SOURCE EXCERPT:
(begin)

A Teaching Divine Liturgy


When Prince Vladimir’s emissaries visited the Church of Holy Wisdom in Constantinople, back in the 10th century, and attended a worship service, they explained to their leader: “We knew not whether we were in heaven or on earth. One thing we understood, that God was in our midst!”

Well, what we do every Sunday when we gather to worship our Creator through the Divine Liturgy is we encounter the living God. We take a journey into the kingdom of heaven and experience the Divine!

Why do we celebrate the same Divine Liturgy every week? What is happening in the Liturgy? Well, let us begin by talking about this journey.

How many of us are ready to go on a journey today -- a journey that will take us from the cares and anxieties of this present life to the glory and splendor of heaven.  A journey that will lead us into the realm of angels and saints, into a sphere where all the righteous people who have died before us come together to worship the Almighty God.  This journey will not only take us into the heavens, but it will also unite us with all the faithful Christians around the world, believers in the US with those in Greece, Russia, Africa, everywhere!

Be prepared, because when the priest begins the Divine Liturgy and says, “Blessed is the Kingdom of the Father and the Son and the Holy Spirit” we enter into this mystical journey, leaving this earthly place of Sts. Constantine and Helen, and entering into the eternal presence of the Holy Trinity.  This is what the Divine Liturgy is all about.  This is what true worship really is.

(end)

EXERCISE A: From the Divine Liturgy text, copy the words between "Well, what we" and "experience the Divine!", inclusive.
EXERCISE B: In the Divine Liturgy text, which church did Prince Vladimir's emissaries visit?

AVAILABLE DATA:
(begin)

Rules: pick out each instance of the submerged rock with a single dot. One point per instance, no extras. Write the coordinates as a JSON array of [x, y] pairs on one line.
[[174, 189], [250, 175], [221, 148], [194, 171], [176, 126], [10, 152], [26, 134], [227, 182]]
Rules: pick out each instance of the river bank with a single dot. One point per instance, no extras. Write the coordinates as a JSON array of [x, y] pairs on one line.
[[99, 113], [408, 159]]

(end)

RESPONSE A:
Well, what we do every Sunday when we gather to worship our Creator through the Divine Liturgy is we encounter the living God. We take a journey into the kingdom of heaven and experience the Divine!

RESPONSE B: The Church of Holy Wisdom in Constantinople